[Dataset entries]
★ ★ ★

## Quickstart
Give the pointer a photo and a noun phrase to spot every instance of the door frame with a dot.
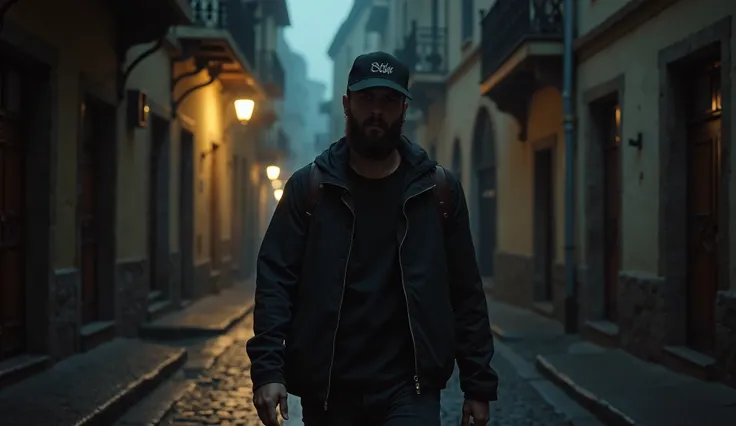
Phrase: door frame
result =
(186, 213)
(106, 198)
(39, 60)
(594, 294)
(672, 159)
(548, 143)
(480, 163)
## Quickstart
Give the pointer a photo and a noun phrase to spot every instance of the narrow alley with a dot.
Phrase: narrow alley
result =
(214, 388)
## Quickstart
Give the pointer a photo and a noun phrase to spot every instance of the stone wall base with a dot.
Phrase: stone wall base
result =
(132, 285)
(725, 351)
(643, 314)
(65, 313)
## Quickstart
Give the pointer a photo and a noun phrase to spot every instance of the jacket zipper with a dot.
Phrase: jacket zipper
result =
(417, 387)
(339, 308)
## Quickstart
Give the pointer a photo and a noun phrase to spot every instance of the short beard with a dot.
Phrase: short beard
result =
(371, 146)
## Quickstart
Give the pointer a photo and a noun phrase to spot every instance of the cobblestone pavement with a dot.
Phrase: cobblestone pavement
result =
(518, 403)
(222, 396)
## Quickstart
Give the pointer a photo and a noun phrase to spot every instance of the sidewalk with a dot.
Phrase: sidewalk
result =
(209, 316)
(617, 387)
(92, 388)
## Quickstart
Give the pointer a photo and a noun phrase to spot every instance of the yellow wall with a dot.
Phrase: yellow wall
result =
(66, 27)
(152, 76)
(207, 111)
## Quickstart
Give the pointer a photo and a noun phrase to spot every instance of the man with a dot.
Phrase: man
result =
(364, 303)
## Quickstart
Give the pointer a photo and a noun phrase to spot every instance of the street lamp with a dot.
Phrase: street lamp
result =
(273, 172)
(244, 110)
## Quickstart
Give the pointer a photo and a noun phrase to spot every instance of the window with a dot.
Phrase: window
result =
(468, 21)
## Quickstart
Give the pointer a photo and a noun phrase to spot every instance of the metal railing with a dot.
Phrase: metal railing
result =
(509, 23)
(270, 69)
(233, 15)
(425, 50)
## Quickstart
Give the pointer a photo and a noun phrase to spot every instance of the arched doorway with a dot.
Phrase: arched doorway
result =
(457, 160)
(484, 191)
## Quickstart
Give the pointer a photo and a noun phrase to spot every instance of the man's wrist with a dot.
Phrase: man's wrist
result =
(480, 396)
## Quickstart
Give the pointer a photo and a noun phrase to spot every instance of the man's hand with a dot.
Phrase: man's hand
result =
(478, 411)
(266, 398)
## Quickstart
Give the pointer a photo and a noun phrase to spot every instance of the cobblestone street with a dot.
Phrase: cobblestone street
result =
(221, 395)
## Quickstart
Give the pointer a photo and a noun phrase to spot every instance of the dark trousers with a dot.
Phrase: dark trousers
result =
(398, 405)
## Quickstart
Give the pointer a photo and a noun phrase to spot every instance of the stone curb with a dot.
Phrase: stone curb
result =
(602, 409)
(156, 332)
(503, 335)
(167, 408)
(110, 411)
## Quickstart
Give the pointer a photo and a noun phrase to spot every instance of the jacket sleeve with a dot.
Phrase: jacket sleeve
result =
(277, 271)
(478, 380)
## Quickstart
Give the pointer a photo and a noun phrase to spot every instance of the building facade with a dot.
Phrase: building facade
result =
(654, 187)
(652, 182)
(130, 187)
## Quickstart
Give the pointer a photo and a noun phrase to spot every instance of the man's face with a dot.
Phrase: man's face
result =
(375, 118)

★ ★ ★

**EXERCISE PROMPT:**
Which lines above include "narrow"? Show each of them by copying it.

**YOUR SOLUTION:**
Give the pointer a photo and a noun phrase to spot every instance of the narrow alley with a dot.
Phrase: narrow alley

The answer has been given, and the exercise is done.